Task: Substitute "grasp planner" for every occurrence of "pick planner" in the lines that follow, and reproduce them with nothing else changed.

Records shown:
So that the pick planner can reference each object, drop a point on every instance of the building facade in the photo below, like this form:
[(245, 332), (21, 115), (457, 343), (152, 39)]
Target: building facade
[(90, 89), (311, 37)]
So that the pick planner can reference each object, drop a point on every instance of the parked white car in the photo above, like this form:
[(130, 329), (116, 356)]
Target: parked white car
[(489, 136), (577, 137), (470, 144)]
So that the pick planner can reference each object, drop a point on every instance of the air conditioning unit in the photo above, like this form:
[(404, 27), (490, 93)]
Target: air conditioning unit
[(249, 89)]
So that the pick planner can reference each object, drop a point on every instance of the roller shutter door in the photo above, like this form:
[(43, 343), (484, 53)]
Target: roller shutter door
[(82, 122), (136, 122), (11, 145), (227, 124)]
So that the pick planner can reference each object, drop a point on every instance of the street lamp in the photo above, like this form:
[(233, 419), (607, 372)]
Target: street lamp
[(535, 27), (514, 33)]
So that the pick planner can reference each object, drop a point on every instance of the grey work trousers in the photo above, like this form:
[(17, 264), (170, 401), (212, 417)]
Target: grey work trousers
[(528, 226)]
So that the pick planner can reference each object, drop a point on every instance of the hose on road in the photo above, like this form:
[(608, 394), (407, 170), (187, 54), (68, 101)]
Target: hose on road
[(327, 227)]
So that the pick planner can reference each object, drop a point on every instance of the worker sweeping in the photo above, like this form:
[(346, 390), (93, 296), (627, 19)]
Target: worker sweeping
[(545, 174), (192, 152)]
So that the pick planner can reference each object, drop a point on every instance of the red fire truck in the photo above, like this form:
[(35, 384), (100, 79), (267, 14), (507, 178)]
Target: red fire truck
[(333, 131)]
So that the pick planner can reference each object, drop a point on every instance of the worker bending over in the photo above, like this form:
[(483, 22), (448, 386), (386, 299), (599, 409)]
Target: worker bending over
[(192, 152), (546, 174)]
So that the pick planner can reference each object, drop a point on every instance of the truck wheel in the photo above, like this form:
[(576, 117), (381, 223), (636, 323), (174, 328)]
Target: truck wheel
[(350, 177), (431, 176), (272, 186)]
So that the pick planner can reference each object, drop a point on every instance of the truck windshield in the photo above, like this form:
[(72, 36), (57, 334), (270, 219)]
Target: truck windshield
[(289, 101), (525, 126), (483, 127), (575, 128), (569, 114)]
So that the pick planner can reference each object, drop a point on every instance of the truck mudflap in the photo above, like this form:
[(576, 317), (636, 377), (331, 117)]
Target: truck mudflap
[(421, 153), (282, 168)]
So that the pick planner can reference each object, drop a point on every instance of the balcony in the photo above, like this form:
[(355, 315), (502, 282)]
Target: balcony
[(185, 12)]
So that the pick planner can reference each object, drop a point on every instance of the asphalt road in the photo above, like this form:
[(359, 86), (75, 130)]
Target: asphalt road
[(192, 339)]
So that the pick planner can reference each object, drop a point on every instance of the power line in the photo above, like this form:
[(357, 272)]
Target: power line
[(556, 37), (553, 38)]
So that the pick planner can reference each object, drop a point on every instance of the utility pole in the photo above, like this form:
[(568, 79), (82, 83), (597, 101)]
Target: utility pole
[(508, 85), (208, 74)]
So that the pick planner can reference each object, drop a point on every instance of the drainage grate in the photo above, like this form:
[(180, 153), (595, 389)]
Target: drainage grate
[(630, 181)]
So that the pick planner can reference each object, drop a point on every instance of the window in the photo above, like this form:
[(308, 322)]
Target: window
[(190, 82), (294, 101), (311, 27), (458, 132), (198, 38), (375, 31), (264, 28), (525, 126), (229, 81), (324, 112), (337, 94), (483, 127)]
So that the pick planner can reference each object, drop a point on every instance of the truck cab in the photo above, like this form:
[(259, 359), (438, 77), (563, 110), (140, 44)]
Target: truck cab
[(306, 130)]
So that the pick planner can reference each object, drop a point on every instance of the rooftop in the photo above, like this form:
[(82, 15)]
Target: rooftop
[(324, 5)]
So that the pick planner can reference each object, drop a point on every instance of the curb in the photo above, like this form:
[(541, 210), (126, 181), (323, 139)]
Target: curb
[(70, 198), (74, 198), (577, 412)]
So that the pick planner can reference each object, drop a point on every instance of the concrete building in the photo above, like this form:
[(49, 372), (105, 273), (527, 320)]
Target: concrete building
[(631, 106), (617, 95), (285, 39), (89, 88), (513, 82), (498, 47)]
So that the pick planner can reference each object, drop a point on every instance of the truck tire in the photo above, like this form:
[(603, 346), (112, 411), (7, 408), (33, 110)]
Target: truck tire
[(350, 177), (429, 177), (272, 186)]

Solution below:
So that the grasp planner can reference each object, drop a point on every instance of the building facade in the photo below, like this form:
[(245, 332), (21, 115), (457, 343), (152, 39)]
Target: building facade
[(90, 89), (311, 37)]
So that the grasp planner can reference each object, drop a point on every instance of the parked white car in the photo above, like this form:
[(130, 329), (116, 356)]
Target: parked white car
[(489, 136), (577, 137), (470, 144)]
So that the grasp planner can reference each object, drop a point on every instance of the air conditioning unit in the photo above, like this form:
[(404, 27), (490, 93)]
Target: air conditioning unit
[(249, 89)]
So that the grasp planner can reference each object, drop a point on every instance of the roller shutter door in the photo above, like this form:
[(43, 343), (484, 53)]
Target: roller shutter door
[(82, 122), (136, 122), (11, 145), (227, 124)]
So that the grasp planner can reference each object, drop a point on every instance of the street lamp in the photo above, like this form:
[(233, 419), (607, 372)]
Target: street lamp
[(535, 27), (514, 33)]
So that the grasp planner can reference each object, drop a point on every instance of the grey work trousers in the photo above, like this form:
[(17, 264), (170, 401), (212, 417)]
Target: grey work trousers
[(528, 226)]
So that the grasp planner can reference each object, drop a point on every instance of the hose on road in the photo above, like this form:
[(608, 394), (407, 170), (187, 54), (68, 101)]
Target: hose on road
[(327, 227)]
So that the grasp planner can reference each object, drop a point on every instance of the worker sweeping in the photo above, like this form:
[(346, 390), (93, 296), (627, 19)]
Target: worker sweeping
[(545, 174), (192, 152)]
So that the grasp planner can reference each object, drop a point on every instance of the red fire truck in the photo above, like this form:
[(35, 384), (100, 79), (267, 14), (507, 178)]
Target: red fire truck
[(333, 131)]
So that the grasp planner can reference each object, drop a point on every instance of the worker bending over in the photo above, like this form:
[(483, 22), (448, 386), (386, 299), (599, 409)]
Target: worker bending over
[(192, 152), (546, 174)]
So that the grasp planner can reference each object, drop a point on every instance of the truck wheel in the photo above, like this form:
[(576, 117), (381, 223), (636, 323), (174, 328)]
Target: truck wheel
[(350, 177), (431, 176), (272, 186)]
So that the grasp planner can reference each object, drop a point on every instance of the truck windshield in the photo above, like this form:
[(72, 36), (57, 334), (270, 219)]
Target: truck windshield
[(289, 101), (525, 126), (483, 127), (575, 128), (569, 114)]
So that the grasp planner can reference each object, drop a point on every instance of the truck mudflap in the photo above, like this form:
[(576, 317), (636, 377), (331, 117)]
Target: truck mudflap
[(421, 153), (282, 168)]
So that the grasp planner can reference each object, drop a point on every instance of the balcony in the photo above, like this form:
[(355, 315), (502, 282)]
Target: balcony
[(185, 12)]
So that the grasp planner can reference each object, drop a point on every instance of the asphalt road in the photo above, like this form:
[(359, 86), (75, 130)]
Target: asphalt road
[(192, 339)]
So that the grasp planner can reference each object, drop a point on every instance of the power line in the photo above, like this form:
[(357, 272)]
Target: power line
[(556, 37), (553, 38)]
So that the grasp planner can reference each object, drop a point on every instance of the utility pole in the photo above, like this form:
[(568, 79), (82, 83), (597, 101)]
Target: utility pole
[(508, 85), (208, 74)]
So that the grasp planner can reference each object, drop a point on every instance of the drainage grate in the photo above, like this form:
[(180, 153), (595, 389)]
Target: drainage grate
[(630, 181)]
So that the grasp planner can reference each object, drop a point on every instance of the window in the photo above, like this form:
[(308, 322)]
Target: window
[(190, 82), (294, 101), (311, 27), (458, 132), (198, 38), (375, 31), (264, 28), (525, 126), (229, 81), (324, 112), (337, 94), (483, 127)]
So that the grasp planner can reference each object, drop a point on every instance of the truck cab in the photo above, like this form:
[(259, 359), (438, 77), (563, 110), (140, 44)]
Target: truck cab
[(306, 130)]
So that the grasp planner can reference each object, drop a point on every instance of the rooftop in the photo above, like this form:
[(82, 15)]
Target: rooftop
[(324, 5)]
So that the grasp planner can reference each object, drop a point on every instance of the curb in the photo above, like this form:
[(541, 210), (126, 181), (323, 139)]
Target: curb
[(70, 198), (74, 198), (577, 412)]
So that the grasp planner can reference each object, drop a point on every instance of the concrete building in the photo above, like this form:
[(49, 372), (105, 273), (527, 320)]
Target: concrete building
[(631, 106), (617, 95), (285, 39), (89, 88), (513, 82), (498, 47)]
So that the grasp planner can reference each object, drop a point on every instance of the truck tire in the photo above, like this form:
[(603, 346), (112, 411), (7, 408), (33, 110)]
Target: truck tire
[(350, 177), (429, 177), (272, 186)]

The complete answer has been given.